### Page text

+--

In 49 BCE, Bayek and his son Khemu are abducted by a group of masked men and taken to an underground vault in the local temple. The men give Bayek a dormant Piece of Eden and demand that he use it to open a secret vault. While struggling with one of the masked men, Bayek inadvertently kills Khemu. One year later, Bayek seeks vengeance and tracks down the five men to assassinate them. Bayek heads for Alexandria to see his wife Aya and tracks down the last of his targets, but he is disturbed by the last words of his final target, which imply that there are more of them. Layla realises that Aya would be buried in the same tomb as Bayek, and collects a DNA sample from her remains to read her memories simultaneously.

The couple turn to Aya's friend Apollodorus for more information, who escorts them to meet Cleopatra VII, who has been usurped by her brother and co-ruler Ptolemy XIII. She confirms that the masked men are members of the Order of Ancients, who were largely responsible for the coup and turning Ptolemy against her. Cleopatra gives Bayek four new targets, whom he tracks down and kills. Aya negotiates an alliance with the Roman general Pompey, who is fighting a civil war against his former triumvir Julius Caesar and planning on taking refuge in Egypt. Bayek begins to believe that Cleopatra is using him to kill her rivals. Having not reported back to the company since she began her mission, Abstergo kills Layla's medical assistant and sends personnel to kill Layla, but she manages to kill them off.

Bayek reports back to Cleopatra, who gives him two more targets who she believes are conspiring against her. The group head out to greet Pompey, but find that they were beaten by Ptolemy's general Lucius Septimius, who betrayed Pompey and cut off his head to present to Caesar. Hearing that Caesar is in Egypt, Cleopatra decides to negotiate an alliance with him instead. Bayek and Aya sneak Cleopatra into the palace to meet Caesar, who she impresses and secures his support. Caesar's support enables Cleopatra's forces to win the civil war against Ptolemy, who is killed while trying to flee across the Nile. Bayek kills Pothinus, Ptolemy's regent, but is prevented from killing Septimius by Caesar.

Cleopatra takes the throne as Pharaoh and cuts ties with Bayek and Aya, while Septimius becomes an advisor to Caesar. Bayek realizes that Cleopatra and Caesar have now aligned themselves with the Order, and gathers his allies to form a brotherhood to counter the Order and defend the people's free will. Bayek and Aya realize the Order showed interest in the tomb of Alexander the Great, where they find a mortally wounded Apollodorus. He says that Caesar's lieutenant Flavius is the leader of the Order and Khemu's murderer, and that the Order are heading for Siwa.

Returning to Siwa, Bayek finds that Flavius and Septimius have opened the vault, and are using the Pieces of Eden to control the people of Siwa. Hearing that Flavius went to Cyrene, Bayek tracks him down and kills him, thus avenging Khemu's death, and returns to Aya. Aya reveals that she plans to travel to Rome, where Septimius has headed, and has joined the conspiracy of Brutus and Cassius to assassinate Caesar. Coming to terms with reality, Bayek and Aya end their relationship, but form the Hidden Ones - the precursor of the Assassin Brotherhood - swearing to protect the world from the shadows.

+--

Render this sentence from the plot summary in Spanish: "Cleopatra gives Bayek four new targets, whom he tracks down and kills." The lines that come next have no connection to the plot summary.

### Data segment
+--

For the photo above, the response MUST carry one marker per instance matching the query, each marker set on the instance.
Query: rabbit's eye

+--

### Answer space
Cleopatra le da a Bayek cuatro nuevos objetivos, a quienes él rastrea y mata.